══ Source passage ══

Int J Mol Sci. 2019 Jul 31;20(15). pii: E3753. doi: 10.3390/ijms20153753.

Authors/Editors: Wirtz TH, Fischer P, Backhaus C, Bergmann I, Brandt EF, Heinrichs D, Koenen MT, Schneider KM, Eggermann T, Kurth I, Stoppe C, Bernhagen J, Bruns T, Fischer J, Berg T, Trautwein C, Berres ML.
Publication Date: 2019



Two polymorphisms in the promoter region of macrophage migration inhibitory factor (MIF)—rs755622 and rs5844572—exhibit prognostic relevance in inflammatory diseases. The aim of this study was to investigate a correlation between these MIF promoter polymorphisms and the severity of hepatitis C virus (HCV)-induced liver fibrosis. Our analysis included two independent patient cohorts with HCV-induced liver fibrosis (504 and 443 patients, respectively). The genotype of the single nucleotide polymorphism (SNP) -173 G/C and the repeat number of the microsatellite polymorphism -794 CATT5–8 were determined in DNA samples and correlated with fibrosis severity. In the first cohort, homozygous carriers of the C allele in the rs755622 had lower fibrosis stages compared to heterozygous carriers or wild types (1.25 vs. 2.0 vs. 2.0; p = 0.03). Additionally, ≥7 microsatellite repeats were associated with lower fibrosis stages (<F2) (p = 0.04). Comparable tendencies were observed in the second independent cohort, where fibrosis was assessed using transient elastography. However, once cirrhosis had been established, the C/C genotype and higher microsatellite repeats correlated with impaired liver function and a higher prevalence of hepatocellular carcinoma. Our study demonstrates that specific MIF polymorphisms are associated with disease severity and complications of HCV-induced fibrosis in a stage- and context-dependent manner.

═══

-- Assigned task 1 --
List every designation the abstract uses for the MIF promoter polymorphisms it examines.
-- Assigned task 2 --
Condense the paragraph of the abstract beginning "Two polymorphisms in the promoter region" into a bulleted list that retains its principal findings.
-- Assigned task 3 --
Rewrite the abstract between "Authors/Editors: Wirtz TH, Fischer" and "C, Berres ML.", inclusive, replacing "Wirtz TH" with "Wirtz T".

══ Extracted records ══

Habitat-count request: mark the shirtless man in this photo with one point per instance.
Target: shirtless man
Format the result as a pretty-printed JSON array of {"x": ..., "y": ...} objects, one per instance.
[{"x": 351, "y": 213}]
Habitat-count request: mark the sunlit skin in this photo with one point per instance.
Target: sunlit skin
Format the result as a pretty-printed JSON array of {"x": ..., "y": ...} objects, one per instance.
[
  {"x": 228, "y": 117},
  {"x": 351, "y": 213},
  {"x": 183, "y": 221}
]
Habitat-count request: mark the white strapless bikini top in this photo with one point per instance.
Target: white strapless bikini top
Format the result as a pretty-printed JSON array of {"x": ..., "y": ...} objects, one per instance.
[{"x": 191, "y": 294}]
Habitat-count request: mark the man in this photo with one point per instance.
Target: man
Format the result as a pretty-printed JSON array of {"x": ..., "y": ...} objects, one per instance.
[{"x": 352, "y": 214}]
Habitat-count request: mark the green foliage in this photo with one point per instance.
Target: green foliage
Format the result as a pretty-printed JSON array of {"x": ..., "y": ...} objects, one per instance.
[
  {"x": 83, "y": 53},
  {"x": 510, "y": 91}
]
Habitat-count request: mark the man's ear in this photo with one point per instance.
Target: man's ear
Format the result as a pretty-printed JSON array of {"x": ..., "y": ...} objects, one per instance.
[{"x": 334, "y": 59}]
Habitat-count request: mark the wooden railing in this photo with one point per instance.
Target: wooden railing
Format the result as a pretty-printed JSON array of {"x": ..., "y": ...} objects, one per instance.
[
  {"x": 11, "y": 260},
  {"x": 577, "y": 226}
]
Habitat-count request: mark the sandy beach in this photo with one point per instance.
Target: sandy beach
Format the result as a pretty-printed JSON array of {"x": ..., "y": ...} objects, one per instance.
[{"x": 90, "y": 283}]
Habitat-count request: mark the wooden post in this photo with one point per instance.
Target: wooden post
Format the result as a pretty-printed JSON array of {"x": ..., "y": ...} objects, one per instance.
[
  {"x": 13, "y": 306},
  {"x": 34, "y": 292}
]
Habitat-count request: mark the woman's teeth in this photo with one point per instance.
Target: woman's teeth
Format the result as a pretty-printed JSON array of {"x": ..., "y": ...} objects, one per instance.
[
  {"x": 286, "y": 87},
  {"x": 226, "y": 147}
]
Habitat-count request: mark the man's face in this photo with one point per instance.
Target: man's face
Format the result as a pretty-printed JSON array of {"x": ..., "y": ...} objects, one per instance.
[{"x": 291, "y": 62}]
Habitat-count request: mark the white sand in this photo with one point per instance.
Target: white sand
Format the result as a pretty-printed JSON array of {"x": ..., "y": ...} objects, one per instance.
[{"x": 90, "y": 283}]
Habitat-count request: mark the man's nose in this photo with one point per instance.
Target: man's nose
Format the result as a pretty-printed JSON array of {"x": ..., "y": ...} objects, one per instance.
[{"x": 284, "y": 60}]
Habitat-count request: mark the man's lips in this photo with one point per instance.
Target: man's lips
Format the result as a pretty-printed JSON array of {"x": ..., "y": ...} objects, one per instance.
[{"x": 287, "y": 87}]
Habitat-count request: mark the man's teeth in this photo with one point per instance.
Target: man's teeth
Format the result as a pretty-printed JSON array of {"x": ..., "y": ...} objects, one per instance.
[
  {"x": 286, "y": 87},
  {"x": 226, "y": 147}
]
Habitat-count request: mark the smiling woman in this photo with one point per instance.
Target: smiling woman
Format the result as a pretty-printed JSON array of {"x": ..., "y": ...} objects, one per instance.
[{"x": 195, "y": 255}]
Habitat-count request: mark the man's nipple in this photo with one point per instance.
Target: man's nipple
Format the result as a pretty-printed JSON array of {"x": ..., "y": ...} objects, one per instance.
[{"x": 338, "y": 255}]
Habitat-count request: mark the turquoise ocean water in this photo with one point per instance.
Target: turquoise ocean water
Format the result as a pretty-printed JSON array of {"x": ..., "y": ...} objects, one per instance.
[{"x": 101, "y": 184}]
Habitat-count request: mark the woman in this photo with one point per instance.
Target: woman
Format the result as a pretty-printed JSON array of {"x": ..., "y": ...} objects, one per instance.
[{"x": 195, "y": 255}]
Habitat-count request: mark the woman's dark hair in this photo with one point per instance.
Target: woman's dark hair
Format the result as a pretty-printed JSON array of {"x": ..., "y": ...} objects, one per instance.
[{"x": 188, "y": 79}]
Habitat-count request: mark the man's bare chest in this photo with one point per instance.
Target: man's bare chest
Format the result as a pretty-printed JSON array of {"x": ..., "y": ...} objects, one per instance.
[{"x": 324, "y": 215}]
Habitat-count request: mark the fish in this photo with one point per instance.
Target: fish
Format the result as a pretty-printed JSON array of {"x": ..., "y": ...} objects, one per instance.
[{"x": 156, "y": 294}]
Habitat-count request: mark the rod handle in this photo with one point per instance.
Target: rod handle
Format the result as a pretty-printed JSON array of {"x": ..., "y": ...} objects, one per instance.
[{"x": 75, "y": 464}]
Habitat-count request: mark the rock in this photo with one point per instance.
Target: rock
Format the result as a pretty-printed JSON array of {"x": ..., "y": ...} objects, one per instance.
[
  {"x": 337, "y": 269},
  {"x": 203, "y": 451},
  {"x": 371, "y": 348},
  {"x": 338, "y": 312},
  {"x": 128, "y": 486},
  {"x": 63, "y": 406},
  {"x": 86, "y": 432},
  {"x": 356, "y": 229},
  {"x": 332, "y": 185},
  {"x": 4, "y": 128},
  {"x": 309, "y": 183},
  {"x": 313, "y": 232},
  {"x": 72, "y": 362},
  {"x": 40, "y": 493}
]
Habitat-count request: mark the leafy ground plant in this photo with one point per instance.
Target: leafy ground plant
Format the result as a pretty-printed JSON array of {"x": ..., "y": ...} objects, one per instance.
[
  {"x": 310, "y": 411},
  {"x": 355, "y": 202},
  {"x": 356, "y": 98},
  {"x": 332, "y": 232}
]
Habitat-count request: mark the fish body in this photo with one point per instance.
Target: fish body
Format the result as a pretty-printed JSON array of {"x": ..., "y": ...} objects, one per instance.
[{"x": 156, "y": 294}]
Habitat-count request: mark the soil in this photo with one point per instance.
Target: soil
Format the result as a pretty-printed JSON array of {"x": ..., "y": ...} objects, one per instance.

═══

-- Task output 1 --
rs755622
rs5844572
-173 G/C
-794 CATT5–8

-- Task output 2 --
- Two MIF promoter polymorphisms, rs755622 and rs5844572, have prognostic relevance in inflammatory diseases.
- The study examined whether they correlate with the severity of HCV-induced liver fibrosis.
- Two independent cohorts with HCV-induced liver fibrosis were analyzed: 504 and 443 patients.
- The -173 G/C SNP genotype and the -794 CATT5–8 microsatellite repeat number were determined from DNA and correlated with fibrosis severity.
- First cohort: homozygous C allele carriers in rs755622 had lower fibrosis stages than heterozygous carriers or wild types (1.25 vs. 2.0 vs. 2.0; p = 0.03).
- First cohort: ≥7 microsatellite repeats were associated with lower fibrosis stages (<F2) (p = 0.04).
- The second cohort, assessed by transient elastography, showed comparable tendencies.
- Once cirrhosis was established, the C/C genotype and higher repeat numbers correlated with impaired liver function and a higher prevalence of hepatocellular carcinoma.
- Conclusion: specific MIF polymorphisms are associated with disease severity and complications of HCV-induced fibrosis in a stage- and context-dependent manner.

-- Task output 3 --
Authors/Editors: Wirtz T, Fischer P, Backhaus C, Bergmann I, Brandt EF, Heinrichs D, Koenen MT, Schneider KM, Eggermann T, Kurth I, Stoppe C, Bernhagen J, Bruns T, Fischer J, Berg T, Trautwein C, Berres ML.